The records Start Marker

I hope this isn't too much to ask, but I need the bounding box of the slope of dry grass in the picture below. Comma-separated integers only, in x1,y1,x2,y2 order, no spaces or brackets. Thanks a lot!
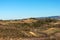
0,18,60,40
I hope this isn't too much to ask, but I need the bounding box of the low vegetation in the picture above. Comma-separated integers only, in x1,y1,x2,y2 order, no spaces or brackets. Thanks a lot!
0,18,60,40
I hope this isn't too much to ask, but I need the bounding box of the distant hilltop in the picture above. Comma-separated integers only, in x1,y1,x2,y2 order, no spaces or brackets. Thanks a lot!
35,16,60,20
0,16,60,20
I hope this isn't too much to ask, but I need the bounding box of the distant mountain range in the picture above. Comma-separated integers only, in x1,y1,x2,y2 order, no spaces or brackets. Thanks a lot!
35,16,60,20
1,16,60,20
17,16,60,21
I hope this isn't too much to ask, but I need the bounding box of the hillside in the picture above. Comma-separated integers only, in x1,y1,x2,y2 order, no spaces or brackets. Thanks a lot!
0,17,60,40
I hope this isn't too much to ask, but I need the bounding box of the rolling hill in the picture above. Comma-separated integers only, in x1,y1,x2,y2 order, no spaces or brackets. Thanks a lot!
0,16,60,40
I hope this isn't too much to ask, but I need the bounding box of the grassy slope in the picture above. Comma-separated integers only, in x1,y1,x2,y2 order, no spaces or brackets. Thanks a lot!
0,18,60,38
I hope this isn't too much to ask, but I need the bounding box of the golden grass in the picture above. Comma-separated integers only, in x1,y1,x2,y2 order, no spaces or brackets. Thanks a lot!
42,28,60,35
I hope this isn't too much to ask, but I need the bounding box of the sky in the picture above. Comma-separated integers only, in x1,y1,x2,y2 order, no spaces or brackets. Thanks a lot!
0,0,60,20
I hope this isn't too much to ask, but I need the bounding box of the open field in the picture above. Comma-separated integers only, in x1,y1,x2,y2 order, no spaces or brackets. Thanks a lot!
0,18,60,40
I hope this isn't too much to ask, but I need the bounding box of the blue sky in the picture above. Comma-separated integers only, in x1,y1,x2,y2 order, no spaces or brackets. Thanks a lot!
0,0,60,19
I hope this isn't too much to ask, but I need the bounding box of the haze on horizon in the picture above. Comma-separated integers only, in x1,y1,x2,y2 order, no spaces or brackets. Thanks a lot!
0,0,60,20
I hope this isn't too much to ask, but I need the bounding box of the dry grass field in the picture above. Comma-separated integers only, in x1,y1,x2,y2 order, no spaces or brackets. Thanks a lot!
0,18,60,40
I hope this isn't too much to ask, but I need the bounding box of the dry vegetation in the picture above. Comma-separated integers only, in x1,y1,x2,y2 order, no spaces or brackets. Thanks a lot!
0,18,60,40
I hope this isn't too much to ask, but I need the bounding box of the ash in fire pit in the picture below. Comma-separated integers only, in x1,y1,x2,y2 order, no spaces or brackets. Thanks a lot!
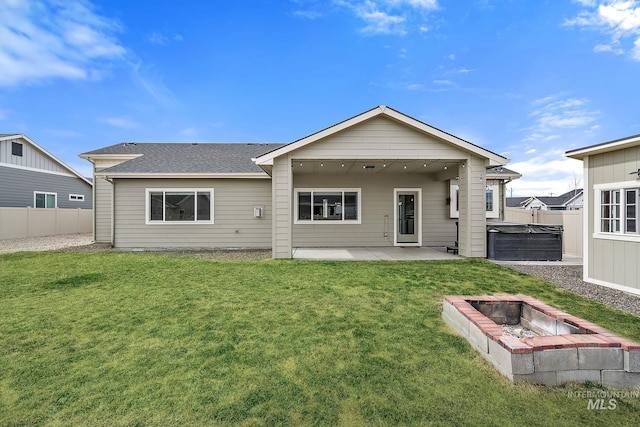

The records End Marker

Take the line that contains "the dry grass" and every line after it to the end of the records above; quote them exactly, leaving out the pictures.

I hope this isn't too much to ask, but I need the bounding box of the dry grass field in the picture above. Comma-separated integers only, in x1,y1,x2,y2 order, no spaces or brackets. Thanks a lot!
0,18,60,40
I hope this isn't too much to ask, but I need the bounding box of the dry vegetation in the picture above. Comma-separated integers only, in x1,y1,x2,y2 order, no spaces or brackets. Thanks a lot!
0,18,60,40
I hope this isn't too much to ask, but I need the bounding box of the ash in fire pit in the picture below. Comma-separated integers only, in x1,y1,x2,y2 order, no spaces or brackets. Thanks a lot!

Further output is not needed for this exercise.